**** Information ****

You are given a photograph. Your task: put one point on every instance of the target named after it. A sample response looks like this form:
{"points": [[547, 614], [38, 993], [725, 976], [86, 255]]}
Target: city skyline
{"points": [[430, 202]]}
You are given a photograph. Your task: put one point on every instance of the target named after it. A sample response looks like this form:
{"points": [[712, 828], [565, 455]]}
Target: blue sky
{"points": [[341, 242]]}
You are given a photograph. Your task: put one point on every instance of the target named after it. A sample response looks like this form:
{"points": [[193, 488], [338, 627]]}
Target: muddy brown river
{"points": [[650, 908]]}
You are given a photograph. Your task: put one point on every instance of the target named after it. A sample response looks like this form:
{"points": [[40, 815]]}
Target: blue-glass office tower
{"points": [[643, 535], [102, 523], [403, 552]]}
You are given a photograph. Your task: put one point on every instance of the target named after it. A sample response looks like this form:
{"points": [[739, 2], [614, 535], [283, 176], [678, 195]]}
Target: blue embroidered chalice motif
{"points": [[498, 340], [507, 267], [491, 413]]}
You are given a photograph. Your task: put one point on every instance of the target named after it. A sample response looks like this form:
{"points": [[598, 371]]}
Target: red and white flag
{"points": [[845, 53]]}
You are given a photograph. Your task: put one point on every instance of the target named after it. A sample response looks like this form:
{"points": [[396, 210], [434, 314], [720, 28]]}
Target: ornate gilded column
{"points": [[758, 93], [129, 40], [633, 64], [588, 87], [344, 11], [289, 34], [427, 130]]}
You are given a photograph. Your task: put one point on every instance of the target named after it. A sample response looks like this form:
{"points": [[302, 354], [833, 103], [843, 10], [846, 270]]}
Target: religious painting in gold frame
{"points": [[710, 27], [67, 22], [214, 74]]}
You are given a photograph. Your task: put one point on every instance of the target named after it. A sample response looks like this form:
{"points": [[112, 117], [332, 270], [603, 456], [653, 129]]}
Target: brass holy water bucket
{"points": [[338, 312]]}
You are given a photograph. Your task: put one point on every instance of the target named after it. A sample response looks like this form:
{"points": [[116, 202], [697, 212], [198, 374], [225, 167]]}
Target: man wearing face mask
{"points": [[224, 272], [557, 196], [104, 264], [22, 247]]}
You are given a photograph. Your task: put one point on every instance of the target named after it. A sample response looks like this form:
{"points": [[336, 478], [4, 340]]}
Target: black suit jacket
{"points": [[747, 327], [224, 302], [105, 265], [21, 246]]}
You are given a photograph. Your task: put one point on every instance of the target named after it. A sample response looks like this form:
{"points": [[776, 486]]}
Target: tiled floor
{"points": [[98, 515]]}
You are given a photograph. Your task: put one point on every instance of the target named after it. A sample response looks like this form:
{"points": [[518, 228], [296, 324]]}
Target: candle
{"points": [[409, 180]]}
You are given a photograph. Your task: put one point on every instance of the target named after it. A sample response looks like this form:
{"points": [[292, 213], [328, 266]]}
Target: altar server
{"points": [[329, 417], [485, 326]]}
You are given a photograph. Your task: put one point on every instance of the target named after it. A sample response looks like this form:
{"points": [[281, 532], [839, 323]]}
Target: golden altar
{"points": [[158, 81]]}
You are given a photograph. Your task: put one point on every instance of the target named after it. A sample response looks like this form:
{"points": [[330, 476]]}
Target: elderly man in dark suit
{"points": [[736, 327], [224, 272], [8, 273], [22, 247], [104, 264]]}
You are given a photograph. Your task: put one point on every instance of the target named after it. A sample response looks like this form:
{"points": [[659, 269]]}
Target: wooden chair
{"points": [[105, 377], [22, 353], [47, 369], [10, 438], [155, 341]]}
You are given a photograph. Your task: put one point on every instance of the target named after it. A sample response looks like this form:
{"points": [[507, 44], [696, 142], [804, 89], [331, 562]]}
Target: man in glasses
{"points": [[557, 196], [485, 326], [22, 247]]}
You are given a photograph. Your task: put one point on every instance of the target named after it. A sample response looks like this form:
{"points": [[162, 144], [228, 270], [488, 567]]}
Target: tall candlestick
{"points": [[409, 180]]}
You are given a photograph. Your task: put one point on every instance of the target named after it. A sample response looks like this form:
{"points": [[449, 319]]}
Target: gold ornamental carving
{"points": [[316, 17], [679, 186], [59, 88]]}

****

▶ Task goal
Word for word, repeat every record.

▶ Solved exercise
You are given a photograph. Your task: put one point on every instance of the target named after it. A sample response looks like this form:
{"points": [[547, 614], [38, 993], [725, 976], [86, 255]]}
Target: city skyline
{"points": [[430, 202]]}
You are given a photograph. Your task: put one point on every instance of the target named after it. A sample response looks like this form:
{"points": [[712, 828], [565, 455]]}
Target: blue sky
{"points": [[341, 242]]}
You are given a photograph. Your task: put one point on every instance of the target named after it. A sample response looks like this form:
{"points": [[193, 488], [338, 627]]}
Target: muddy brown river
{"points": [[650, 908]]}
You are given a photograph. Your task: put one point on every instance of the target named after it. A sample response looks like this form:
{"points": [[40, 815]]}
Target: blue-glass office tower
{"points": [[643, 535], [102, 523], [403, 552]]}
You are given a photograph. Your task: put one point on every instance of the target named after it. A sample response looks like this form:
{"points": [[739, 2], [614, 535], [283, 176], [678, 195]]}
Target: blue embroidered chalice motif
{"points": [[498, 340], [507, 267], [491, 413]]}
You are given a photograph. Your task: put one point on every instance of the target named after it. A sample response looks like this form:
{"points": [[598, 371]]}
Target: red and white flag
{"points": [[845, 53]]}
You are given a photograph. Your task: put one point on every instance of the target named after it. A sample response looks like this form:
{"points": [[396, 210], [434, 314], [720, 28]]}
Target: ornate gilded column
{"points": [[758, 93], [129, 40], [633, 64], [588, 87], [344, 11], [289, 34], [427, 130]]}
You are given a photograph. Your task: put one point on every instance of the target named after it. A sample response looks like this form:
{"points": [[302, 354], [833, 103], [843, 10], [846, 270]]}
Target: religious painting in gold frame
{"points": [[710, 27], [67, 22], [214, 74]]}
You are given a photograph. Your task: put one point on every instance of the target named after it. A sample response looks like this form:
{"points": [[112, 117], [332, 270], [603, 456], [653, 129]]}
Target: brass holy water bucket
{"points": [[338, 312]]}
You are given a photograph. Your task: put one point on every instance of the target named after it. A sample response looks like this form:
{"points": [[116, 202], [697, 212], [198, 374], [225, 167]]}
Target: man wearing face mask
{"points": [[224, 272], [557, 196], [104, 264], [22, 247]]}
You are given a photograph. Your task: put one point on every instance of the target named after it. A sample response looks like this form:
{"points": [[336, 478], [4, 340]]}
Target: black suit jacket
{"points": [[747, 327], [224, 302], [105, 265], [21, 246]]}
You are given a photograph. Your task: put one point on every instance of the target named after it. A sample response looks like this form:
{"points": [[776, 486]]}
Target: tiled floor
{"points": [[98, 515]]}
You are given a photograph. Your task: put one point on every instance of the target named after it. A sample response looks like this form:
{"points": [[518, 228], [296, 324]]}
Target: candle
{"points": [[409, 180]]}
You are given a photograph. Your task: put one point on every instance of the target named after it. A sample response looks like this form:
{"points": [[292, 213], [328, 266]]}
Target: altar server
{"points": [[329, 417], [485, 326]]}
You are given a photograph. Your task: put one point on every instance of the target named after it. A sample response looks like this form:
{"points": [[281, 532], [839, 323]]}
Target: golden altar
{"points": [[158, 81]]}
You are given a photograph. Your task: put one point on every instance of the target named after it. A sample response looks like this form:
{"points": [[330, 476]]}
Target: elderly man in dark suit
{"points": [[736, 327], [224, 272], [8, 273], [22, 247], [104, 264]]}
You are given a photograph. Your task: put one point on every instance of the target named after it. A sample response looks like this form:
{"points": [[659, 269]]}
Target: wooden chair
{"points": [[105, 377], [22, 353], [47, 369], [10, 438], [155, 341]]}
You are given a photograph. Your task: put one point on every instance of the target named after it. A sample response looks like this form:
{"points": [[507, 44], [696, 142], [804, 89], [331, 562]]}
Target: man in glasses
{"points": [[557, 196], [485, 326], [22, 247]]}
You are given a photograph. Your task: put one point on every instance of the target named after it. A sample response looks like this form:
{"points": [[162, 144], [228, 270], [488, 567]]}
Target: tall candlestick
{"points": [[409, 180]]}
You are given a photograph. Your task: put one point on every instance of the target named after it. A sample response looks like this form:
{"points": [[449, 319]]}
Target: gold ornamental carving
{"points": [[316, 17], [679, 186], [59, 88]]}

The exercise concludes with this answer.